■ Input records

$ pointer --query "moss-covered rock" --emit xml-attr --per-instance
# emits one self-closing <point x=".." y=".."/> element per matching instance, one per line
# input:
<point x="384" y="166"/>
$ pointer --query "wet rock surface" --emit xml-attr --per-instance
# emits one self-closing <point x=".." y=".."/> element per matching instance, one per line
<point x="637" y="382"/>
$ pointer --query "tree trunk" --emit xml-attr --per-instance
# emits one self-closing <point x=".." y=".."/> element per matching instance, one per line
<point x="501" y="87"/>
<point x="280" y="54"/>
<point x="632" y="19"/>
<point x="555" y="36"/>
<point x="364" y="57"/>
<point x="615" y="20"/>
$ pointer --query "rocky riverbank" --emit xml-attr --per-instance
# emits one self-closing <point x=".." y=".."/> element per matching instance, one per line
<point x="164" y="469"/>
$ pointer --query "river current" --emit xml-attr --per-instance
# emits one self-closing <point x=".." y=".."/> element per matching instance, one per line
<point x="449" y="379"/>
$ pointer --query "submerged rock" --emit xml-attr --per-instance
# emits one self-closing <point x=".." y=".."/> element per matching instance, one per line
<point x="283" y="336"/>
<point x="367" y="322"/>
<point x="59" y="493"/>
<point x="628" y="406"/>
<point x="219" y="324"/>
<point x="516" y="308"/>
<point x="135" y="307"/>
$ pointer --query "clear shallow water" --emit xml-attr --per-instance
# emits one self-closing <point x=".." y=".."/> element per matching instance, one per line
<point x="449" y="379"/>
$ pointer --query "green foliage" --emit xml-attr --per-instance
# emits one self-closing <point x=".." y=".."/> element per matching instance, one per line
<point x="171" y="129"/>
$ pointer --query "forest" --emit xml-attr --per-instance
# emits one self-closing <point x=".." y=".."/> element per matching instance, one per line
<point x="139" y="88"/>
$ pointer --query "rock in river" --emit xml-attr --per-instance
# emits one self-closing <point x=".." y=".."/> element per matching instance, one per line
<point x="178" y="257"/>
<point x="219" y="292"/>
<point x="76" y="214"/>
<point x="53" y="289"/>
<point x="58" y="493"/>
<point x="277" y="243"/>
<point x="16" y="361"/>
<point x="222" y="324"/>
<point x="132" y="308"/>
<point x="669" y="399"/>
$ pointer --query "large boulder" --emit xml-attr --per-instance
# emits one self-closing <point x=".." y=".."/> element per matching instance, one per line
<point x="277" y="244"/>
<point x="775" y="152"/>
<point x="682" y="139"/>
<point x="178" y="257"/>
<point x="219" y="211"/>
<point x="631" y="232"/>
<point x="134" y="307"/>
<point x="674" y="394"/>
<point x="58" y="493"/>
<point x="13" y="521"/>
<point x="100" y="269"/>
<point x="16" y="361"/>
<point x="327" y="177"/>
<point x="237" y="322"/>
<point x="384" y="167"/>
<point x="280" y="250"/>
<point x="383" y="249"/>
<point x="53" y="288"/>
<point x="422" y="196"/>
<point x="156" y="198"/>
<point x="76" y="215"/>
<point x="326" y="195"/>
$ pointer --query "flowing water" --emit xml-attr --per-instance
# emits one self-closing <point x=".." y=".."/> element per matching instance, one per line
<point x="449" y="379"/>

■ Assignment
Nothing in the records may be altered; restate them word for word.

■ Result of the exercise
$ pointer --query "moss-covered rock" --emit xml-attr --per-instance
# emits one self-closing <point x=".." y=".."/> element per matching instance, one per line
# input:
<point x="384" y="166"/>
$ pointer --query "wet rock surface" --emit xml-attr --per-instance
# emits one self-closing <point x=".." y=".."/> element per matching instance, one per line
<point x="637" y="382"/>
$ pointer --query "tree trunk" --emit xml-attr --per-instance
# emits one self-closing <point x=".." y=".."/> element per matching instance, one per line
<point x="501" y="87"/>
<point x="280" y="54"/>
<point x="632" y="19"/>
<point x="555" y="36"/>
<point x="364" y="57"/>
<point x="615" y="20"/>
$ pointer --query "rocky riverbank" --emit xml-attr --per-instance
# emits one self-closing <point x=".." y=".."/> element per matching instance, one per line
<point x="164" y="469"/>
$ pointer --query "river current" --emit xml-attr --per-instance
# emits one self-closing <point x=".." y=".."/> element per matching instance, one per line
<point x="449" y="379"/>
$ pointer --query "submerged rock" --emit xml-attr --per-instance
# emits one self-closing <point x=".." y=".."/> element per matching instance, one per line
<point x="283" y="336"/>
<point x="367" y="322"/>
<point x="59" y="493"/>
<point x="628" y="406"/>
<point x="219" y="324"/>
<point x="516" y="308"/>
<point x="135" y="307"/>
$ pointer --query "clear shallow water" --emit xml-attr --per-instance
# emits one self-closing <point x=".." y=".."/> element per matching instance, one per line
<point x="449" y="379"/>
$ pointer --query "green foliage" --emit xml-attr --per-instance
# emits one self-closing <point x=".." y=".."/> element per matching instance, one per line
<point x="171" y="129"/>
$ pointer --query "forest" --emit xml-attr --per-instance
# emits one self-closing <point x=".." y=".."/> element per matching instance, one per line
<point x="139" y="88"/>
$ pointer --query "rock in river" --emit xml-attr --per-instance
# emits one self-closing <point x=".." y=".."/> element per matching instance, one per line
<point x="178" y="257"/>
<point x="219" y="292"/>
<point x="76" y="214"/>
<point x="53" y="289"/>
<point x="58" y="493"/>
<point x="277" y="243"/>
<point x="16" y="361"/>
<point x="222" y="324"/>
<point x="132" y="308"/>
<point x="669" y="399"/>
$ pointer --query "large boulder" --emit xml-attr --per-instance
# emits one self-closing <point x=".." y=".."/> element per matching instance, one per line
<point x="277" y="244"/>
<point x="775" y="152"/>
<point x="682" y="139"/>
<point x="178" y="257"/>
<point x="219" y="211"/>
<point x="631" y="232"/>
<point x="134" y="307"/>
<point x="674" y="394"/>
<point x="58" y="493"/>
<point x="13" y="521"/>
<point x="100" y="269"/>
<point x="16" y="361"/>
<point x="327" y="177"/>
<point x="237" y="322"/>
<point x="384" y="167"/>
<point x="280" y="250"/>
<point x="383" y="249"/>
<point x="53" y="288"/>
<point x="422" y="196"/>
<point x="156" y="198"/>
<point x="76" y="215"/>
<point x="326" y="195"/>
$ pointer --query "flowing water" --emit xml-attr --per-instance
# emits one self-closing <point x=".." y=".."/> element per matching instance, one per line
<point x="449" y="379"/>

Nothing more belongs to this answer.